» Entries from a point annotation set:
★ ★ ★ ★
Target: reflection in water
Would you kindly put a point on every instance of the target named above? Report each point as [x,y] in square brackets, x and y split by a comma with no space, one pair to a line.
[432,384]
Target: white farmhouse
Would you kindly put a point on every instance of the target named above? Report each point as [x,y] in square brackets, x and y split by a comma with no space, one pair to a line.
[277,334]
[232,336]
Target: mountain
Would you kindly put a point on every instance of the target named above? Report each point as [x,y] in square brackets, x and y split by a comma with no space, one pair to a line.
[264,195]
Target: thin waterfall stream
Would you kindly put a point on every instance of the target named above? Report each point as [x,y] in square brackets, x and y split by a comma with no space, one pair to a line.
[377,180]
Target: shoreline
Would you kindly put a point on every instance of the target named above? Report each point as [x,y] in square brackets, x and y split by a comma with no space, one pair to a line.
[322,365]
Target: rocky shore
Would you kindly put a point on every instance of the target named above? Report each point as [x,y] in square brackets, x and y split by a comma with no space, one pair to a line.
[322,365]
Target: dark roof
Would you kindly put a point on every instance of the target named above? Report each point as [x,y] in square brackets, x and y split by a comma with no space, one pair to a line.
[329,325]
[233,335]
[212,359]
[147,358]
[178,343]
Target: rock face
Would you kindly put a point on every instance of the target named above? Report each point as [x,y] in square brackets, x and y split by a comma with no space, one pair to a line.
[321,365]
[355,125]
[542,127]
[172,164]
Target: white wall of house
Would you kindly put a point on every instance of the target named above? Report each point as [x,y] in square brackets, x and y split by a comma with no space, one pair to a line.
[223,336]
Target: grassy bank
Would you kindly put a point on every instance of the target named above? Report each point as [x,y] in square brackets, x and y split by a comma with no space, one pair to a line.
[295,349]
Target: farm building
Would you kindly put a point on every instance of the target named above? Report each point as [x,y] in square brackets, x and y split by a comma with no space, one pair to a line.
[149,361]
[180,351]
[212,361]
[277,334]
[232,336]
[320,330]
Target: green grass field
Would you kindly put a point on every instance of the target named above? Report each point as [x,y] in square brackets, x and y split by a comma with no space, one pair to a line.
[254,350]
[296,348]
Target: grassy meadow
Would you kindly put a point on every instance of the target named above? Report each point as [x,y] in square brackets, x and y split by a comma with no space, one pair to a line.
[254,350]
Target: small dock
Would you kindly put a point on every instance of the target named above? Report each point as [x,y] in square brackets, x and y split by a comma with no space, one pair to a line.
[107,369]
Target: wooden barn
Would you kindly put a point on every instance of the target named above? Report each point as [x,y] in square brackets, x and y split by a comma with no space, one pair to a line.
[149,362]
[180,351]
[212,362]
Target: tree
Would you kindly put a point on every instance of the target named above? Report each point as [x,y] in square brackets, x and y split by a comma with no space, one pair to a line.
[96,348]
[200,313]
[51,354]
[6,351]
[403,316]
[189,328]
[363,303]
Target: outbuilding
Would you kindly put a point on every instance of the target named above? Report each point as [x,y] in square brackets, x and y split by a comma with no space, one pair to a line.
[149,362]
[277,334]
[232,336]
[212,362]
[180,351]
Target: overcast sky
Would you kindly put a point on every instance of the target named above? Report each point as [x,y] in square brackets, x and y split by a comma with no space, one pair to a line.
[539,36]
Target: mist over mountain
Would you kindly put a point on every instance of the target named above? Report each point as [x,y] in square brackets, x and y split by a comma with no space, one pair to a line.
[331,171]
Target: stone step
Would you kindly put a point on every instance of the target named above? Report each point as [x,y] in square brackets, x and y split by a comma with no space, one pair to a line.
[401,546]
★ ★ ★ ★
» Objective:
Reproduce the entries above in full by retyping them exactly.

» Solution:
Target: reflection in water
Would you kindly put a point on every instance of the target named above? Report each point as [x,y] in square brackets, x and y split by a comma with no space, one pair to a line.
[432,384]
Target: white farmhouse
Would you kindly put a point on every instance of the target named above? Report each point as [x,y] in square brackets, x and y split by a comma with no space, one pair to a line.
[277,334]
[232,336]
Target: mountain
Would you kindly put a point on every instance of the target named above? Report each point as [x,y] in square brackets, x and y split by a comma with no space, one pair to a line.
[264,195]
Target: thin waterfall stream
Would you kindly put a point on every instance of the target named above? Report each point as [x,y] in square brackets, x and y split by a comma with no space, one pair to a line.
[377,180]
Target: shoreline
Would you kindly put a point on every instance of the target named above? Report each point as [x,y] in square brackets, x and y split by a comma with no space, one pair to a line.
[322,365]
Target: rocky shore
Would you kindly put a point on every instance of the target named above? Report each point as [x,y] in square brackets, x and y split by a comma with no space, one pair to a line.
[322,365]
Target: dark roof
Would you kindly put a point on every instance of the target named above? Report each point as [x,y] in square brackets, x and y split by a comma with no space, one pair to a line.
[329,325]
[233,335]
[212,359]
[147,358]
[178,343]
Target: rock face
Would you kindly put a point on every instance of the target named above? Report each point as [x,y] in square brackets, x and y split by a comma with no space, one pair to a line.
[321,365]
[355,125]
[542,127]
[172,164]
Target: white wall of house
Would you kindly put a point on every instance of the target named above? Report each point as [x,y] in square brackets, x and y split by a comma with no space, one pair to a line.
[223,336]
Target: grassy bank
Would you kindly put a point on every instance of the target named above? Report each point as [x,y] in square brackets, x and y split by a comma with no space, one pair to a line.
[295,349]
Target: farm building
Would you kindly put a point on every instance of the target named above? Report each point as [x,y] in square brackets, x and y split by a comma with no space, one pair to a line.
[149,361]
[180,351]
[212,361]
[277,334]
[232,336]
[320,330]
Target: green grass field
Would you kindly put a point on every instance of the target named above? Report each point as [x,y] in square brackets, x and y split by a comma with no space, one pair to a line.
[254,350]
[296,348]
Target: grassy meadow
Would you kindly put a point on every instance of the target named above? Report each point as [x,y] in square brackets, x and y split by a comma with no space, one pair to a line.
[254,350]
Target: small dock
Would you kindly put a point on every instance of the target named above? Report each point as [x,y] in square brackets, x and y split by a comma with no space, one pair to a line.
[107,369]
Target: wooden barn
Would you kindly put a point on every instance of the target named above? Report each point as [x,y] in square brackets, x and y split by a comma with no space, one pair to a line.
[149,362]
[180,351]
[212,362]
Target: tree
Would you kindly put a point on every instance of the target named above? Report each point as [x,y] in square brackets, x and y split by a comma with no space, one pair to a line.
[96,348]
[200,313]
[51,354]
[6,351]
[403,316]
[189,328]
[363,303]
Target: outbuilding
Would you kindly put a point on every instance of the target named above? Report each point as [x,y] in square brackets, x and y split by a comma with no space, one pair to a line.
[149,362]
[277,334]
[232,336]
[212,362]
[180,351]
Target: overcast sky
Would you kindly put a point on every instance of the target named above? Report each point as [x,y] in square brackets, x and y split by a comma with no space, one pair to a line.
[539,36]
Target: mist over mountain
Would you kindly put a point on every instance of the target named above? Report each point as [x,y] in square brackets, x and y split by a comma with no space, one pair to a line.
[331,171]
Target: stone step
Would you kindly put a point on every instance of the target named above? Report each point as [x,y] in square brackets, x and y split by a comma with no space, one pair to a line.
[401,546]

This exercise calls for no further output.